* [Problem to solve]: Please reproduce the items below with "shaggy grey dog" replaced by "long-haired gray dog" and everything else left unchanged. Leave the pictures out of your copy.

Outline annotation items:

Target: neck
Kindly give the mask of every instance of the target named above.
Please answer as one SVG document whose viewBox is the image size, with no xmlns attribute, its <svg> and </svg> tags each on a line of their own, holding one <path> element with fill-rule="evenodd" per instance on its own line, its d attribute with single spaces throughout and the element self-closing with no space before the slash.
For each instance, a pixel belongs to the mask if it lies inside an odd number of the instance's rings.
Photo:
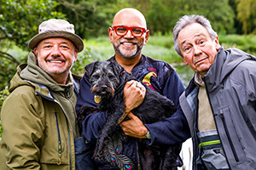
<svg viewBox="0 0 256 170">
<path fill-rule="evenodd" d="M 52 79 L 54 79 L 58 84 L 67 84 L 67 81 L 68 78 L 68 74 L 66 76 L 62 76 L 62 75 L 50 75 L 50 76 L 52 77 Z"/>
<path fill-rule="evenodd" d="M 133 67 L 140 61 L 142 58 L 141 54 L 137 55 L 136 57 L 132 59 L 125 58 L 122 56 L 115 54 L 115 60 L 125 70 L 126 72 L 131 73 L 131 70 Z"/>
</svg>

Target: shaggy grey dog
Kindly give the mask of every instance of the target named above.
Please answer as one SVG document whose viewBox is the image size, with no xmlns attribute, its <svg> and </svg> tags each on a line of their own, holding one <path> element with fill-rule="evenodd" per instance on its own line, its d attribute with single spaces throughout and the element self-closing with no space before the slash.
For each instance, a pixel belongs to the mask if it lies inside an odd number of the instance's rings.
<svg viewBox="0 0 256 170">
<path fill-rule="evenodd" d="M 95 100 L 99 103 L 99 108 L 83 106 L 79 116 L 80 122 L 86 114 L 93 111 L 103 110 L 108 113 L 106 123 L 97 139 L 94 159 L 99 160 L 103 157 L 119 169 L 127 169 L 127 165 L 131 165 L 128 169 L 133 169 L 132 160 L 122 154 L 123 144 L 127 136 L 118 122 L 125 116 L 124 86 L 126 82 L 135 78 L 119 65 L 110 61 L 93 62 L 85 66 L 85 71 L 91 83 L 90 91 L 95 94 Z M 172 101 L 145 84 L 143 86 L 146 88 L 144 100 L 140 106 L 131 110 L 143 123 L 163 121 L 176 111 Z M 182 166 L 179 157 L 181 144 L 148 146 L 143 139 L 137 141 L 142 169 L 176 169 L 177 166 Z"/>
</svg>

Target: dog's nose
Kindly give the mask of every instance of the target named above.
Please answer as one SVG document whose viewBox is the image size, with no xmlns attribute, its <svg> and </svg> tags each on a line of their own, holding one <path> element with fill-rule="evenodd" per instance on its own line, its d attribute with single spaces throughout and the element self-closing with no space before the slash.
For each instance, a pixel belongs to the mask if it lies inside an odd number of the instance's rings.
<svg viewBox="0 0 256 170">
<path fill-rule="evenodd" d="M 102 86 L 101 89 L 102 89 L 102 91 L 106 91 L 107 88 L 108 88 L 108 87 L 107 87 L 106 85 L 104 85 L 104 86 Z"/>
</svg>

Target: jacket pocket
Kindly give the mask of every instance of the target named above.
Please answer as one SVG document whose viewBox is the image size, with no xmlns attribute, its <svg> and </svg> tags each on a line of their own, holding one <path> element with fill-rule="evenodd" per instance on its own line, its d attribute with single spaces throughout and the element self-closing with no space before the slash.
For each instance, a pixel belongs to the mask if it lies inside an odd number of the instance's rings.
<svg viewBox="0 0 256 170">
<path fill-rule="evenodd" d="M 239 140 L 236 123 L 233 121 L 230 109 L 228 107 L 221 109 L 215 118 L 227 160 L 232 160 L 236 162 L 240 162 L 241 158 L 245 157 L 245 153 Z"/>
<path fill-rule="evenodd" d="M 58 116 L 57 112 L 49 112 L 46 116 L 50 121 L 46 121 L 45 124 L 45 137 L 41 149 L 40 163 L 49 165 L 68 164 L 67 134 L 65 134 L 67 125 L 66 123 L 61 124 L 61 117 Z"/>
<path fill-rule="evenodd" d="M 76 170 L 83 170 L 84 167 L 86 167 L 86 170 L 96 169 L 92 160 L 95 144 L 84 140 L 84 137 L 75 139 L 74 144 Z"/>
</svg>

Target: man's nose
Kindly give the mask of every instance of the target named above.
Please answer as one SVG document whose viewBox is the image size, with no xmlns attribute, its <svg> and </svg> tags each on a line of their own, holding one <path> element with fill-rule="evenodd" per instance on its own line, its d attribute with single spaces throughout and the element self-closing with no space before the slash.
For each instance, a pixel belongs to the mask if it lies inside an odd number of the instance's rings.
<svg viewBox="0 0 256 170">
<path fill-rule="evenodd" d="M 195 53 L 195 55 L 199 55 L 199 54 L 201 54 L 202 52 L 201 52 L 200 47 L 195 46 L 194 47 L 194 53 Z"/>
<path fill-rule="evenodd" d="M 57 45 L 54 45 L 53 48 L 52 48 L 52 54 L 53 55 L 60 55 L 61 54 L 61 49 L 60 49 L 60 47 L 57 46 Z"/>
</svg>

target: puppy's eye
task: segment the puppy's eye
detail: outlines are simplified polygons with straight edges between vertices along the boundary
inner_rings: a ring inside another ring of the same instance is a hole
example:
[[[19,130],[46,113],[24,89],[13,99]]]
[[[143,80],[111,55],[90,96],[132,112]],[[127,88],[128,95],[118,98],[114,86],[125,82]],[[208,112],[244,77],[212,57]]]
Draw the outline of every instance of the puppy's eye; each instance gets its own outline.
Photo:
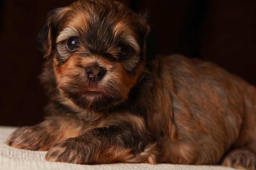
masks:
[[[123,57],[127,57],[129,56],[131,53],[131,50],[129,47],[122,46],[120,47],[121,53],[120,54]]]
[[[68,41],[67,46],[70,50],[75,50],[78,47],[78,41],[75,38],[71,38]]]

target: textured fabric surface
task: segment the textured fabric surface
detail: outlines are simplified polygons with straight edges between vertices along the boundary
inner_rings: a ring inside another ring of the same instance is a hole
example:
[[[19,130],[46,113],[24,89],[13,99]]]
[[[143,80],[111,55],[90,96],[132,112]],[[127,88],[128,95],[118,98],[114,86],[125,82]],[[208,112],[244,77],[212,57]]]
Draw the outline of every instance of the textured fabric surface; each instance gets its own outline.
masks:
[[[93,165],[77,165],[46,161],[46,152],[31,151],[12,148],[5,144],[8,136],[16,128],[0,126],[0,170],[228,170],[234,169],[220,166],[196,166],[161,164],[116,163]]]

* [The output]:
Target: neck
Kindly give the mask of every instance of the target named above.
Please answer as one SVG document whose viewBox is the image size, with no xmlns attribute, its <svg> and </svg> tags each on a line of their own, holding one <path> element with fill-rule="evenodd" per instance on its own line, its d attribute with single spaces throughout and the element self-closing with no space before the slash.
For each instance, a pixel belongs to the mask if it lies inside an odd number of the instance's rings.
Photo:
<svg viewBox="0 0 256 170">
<path fill-rule="evenodd" d="M 52 79 L 54 79 L 58 84 L 67 84 L 67 81 L 68 78 L 68 74 L 66 76 L 62 76 L 62 75 L 50 75 L 50 76 L 52 77 Z"/>
<path fill-rule="evenodd" d="M 133 67 L 140 61 L 142 58 L 141 54 L 137 55 L 136 57 L 132 59 L 125 58 L 122 56 L 115 54 L 115 60 L 125 70 L 126 72 L 131 73 L 131 70 Z"/>
</svg>

Target: long-haired gray dog
Kindly give the mask of every instance of the target named above.
Please answer as one SVG document whose viewBox is the image size, with no xmlns attribute, its <svg> and </svg> tags each on a line of their own, holding one <path> element with fill-rule="evenodd" per instance on its own line, its d attribute with single spaces throughout and the element self-closing with no space before the slash.
For each instance, a pixel belongs to the mask if it lies inside an odd number of the instance's rings.
<svg viewBox="0 0 256 170">
<path fill-rule="evenodd" d="M 95 100 L 99 103 L 99 108 L 83 106 L 79 116 L 80 122 L 86 114 L 93 111 L 103 110 L 108 113 L 106 123 L 97 139 L 94 159 L 99 160 L 103 157 L 119 169 L 127 169 L 127 165 L 131 165 L 128 169 L 133 169 L 132 160 L 122 154 L 123 144 L 127 136 L 118 122 L 125 116 L 124 86 L 126 82 L 135 78 L 119 65 L 110 61 L 93 62 L 85 66 L 85 71 L 91 83 L 90 91 L 95 94 Z M 172 101 L 145 84 L 143 86 L 146 88 L 144 100 L 140 106 L 131 110 L 143 123 L 163 121 L 176 111 Z M 182 166 L 179 157 L 181 144 L 148 146 L 143 139 L 137 141 L 142 169 L 176 169 L 177 166 Z"/>
</svg>

Target: dog's nose
Kindly give the mask of every instance of the target named above.
Please answer as one SVG document whose viewBox is the image size, with no xmlns attribute, its <svg> and </svg> tags each on a line of their own, holding one <path> element with fill-rule="evenodd" per instance on its own line, its d attribute with single spaces throughout and the element self-closing with no space before the slash.
For each instance, a pixel belongs to the mask if it lies inside an odd number of the instance's rings.
<svg viewBox="0 0 256 170">
<path fill-rule="evenodd" d="M 102 86 L 101 89 L 102 89 L 102 91 L 106 91 L 107 88 L 108 88 L 108 87 L 107 87 L 106 85 L 104 85 L 104 86 Z"/>
</svg>

Target: jacket pocket
Kindly give the mask of every instance of the target named above.
Please answer as one SVG document whose viewBox is the image size, with no xmlns attribute, its <svg> and </svg> tags each on a line of their own, holding one <path> element with fill-rule="evenodd" per instance on its own line, its d attribute with single spaces throughout and the element self-closing with no space before the slash.
For each instance, a pixel belongs to the mask if it lies inside an odd number of the instance's rings.
<svg viewBox="0 0 256 170">
<path fill-rule="evenodd" d="M 239 140 L 236 123 L 233 121 L 230 109 L 228 107 L 221 109 L 215 118 L 227 160 L 232 160 L 236 162 L 240 162 L 241 158 L 245 157 L 245 153 Z"/>
<path fill-rule="evenodd" d="M 58 116 L 57 112 L 49 112 L 46 116 L 50 121 L 46 121 L 45 124 L 45 137 L 41 149 L 40 163 L 49 165 L 68 164 L 67 134 L 65 134 L 67 125 L 66 123 L 61 124 L 61 117 Z"/>
<path fill-rule="evenodd" d="M 76 170 L 83 170 L 84 167 L 86 167 L 86 170 L 96 169 L 92 160 L 95 144 L 84 140 L 84 137 L 75 139 L 74 144 Z"/>
</svg>

Target: man's nose
Kindly give the mask of every instance of the target named above.
Please answer as one SVG document whose viewBox is the image size, with no xmlns attribute, its <svg> and </svg> tags each on a line of their own, holding one <path> element with fill-rule="evenodd" per instance on its own line, its d attribute with single spaces throughout and the element self-closing with no space before the slash.
For each instance, a pixel belongs to the mask if it lies inside an odd number of the instance's rings.
<svg viewBox="0 0 256 170">
<path fill-rule="evenodd" d="M 195 53 L 195 55 L 199 55 L 199 54 L 201 54 L 202 52 L 201 52 L 200 47 L 195 46 L 194 47 L 194 53 Z"/>
<path fill-rule="evenodd" d="M 57 45 L 54 45 L 53 48 L 52 48 L 52 54 L 53 55 L 60 55 L 61 54 L 61 49 L 60 49 L 60 47 L 57 46 Z"/>
</svg>

target: puppy's eye
task: segment the puppy's eye
detail: outlines are simplified polygons with straight edges between vertices along the boundary
inner_rings: a ring inside another ring of the same instance is a hole
example:
[[[19,130],[46,113],[24,89],[13,99]]]
[[[143,80],[111,55],[90,96],[132,112]],[[127,88],[128,95],[118,98],[114,86],[125,82]],[[208,112],[244,77],[212,57]]]
Draw the outline of every instance of the puppy's eye; each instance gets its own outline.
Photo:
masks:
[[[123,57],[127,57],[129,56],[131,53],[131,50],[129,47],[122,46],[120,47],[121,53],[120,54]]]
[[[68,41],[67,46],[70,50],[75,50],[78,47],[78,41],[75,38],[71,38]]]

target: textured fabric surface
task: segment the textured fabric surface
detail: outlines are simplified polygons with straight edges between vertices along the boundary
inner_rings: a ring inside another ring of the same instance is a hole
example:
[[[19,130],[46,113],[24,89],[13,99]]]
[[[143,80],[111,55],[90,96],[132,112]],[[127,88],[128,95],[118,98],[114,86],[125,82]],[[208,112],[244,77],[212,57]]]
Draw the outline of every instance of the textured fabric surface; each instance gets its own outline.
masks:
[[[93,165],[77,165],[46,161],[46,152],[31,151],[12,148],[5,144],[8,136],[16,128],[0,126],[0,170],[228,170],[234,169],[220,166],[196,166],[161,164],[116,163]]]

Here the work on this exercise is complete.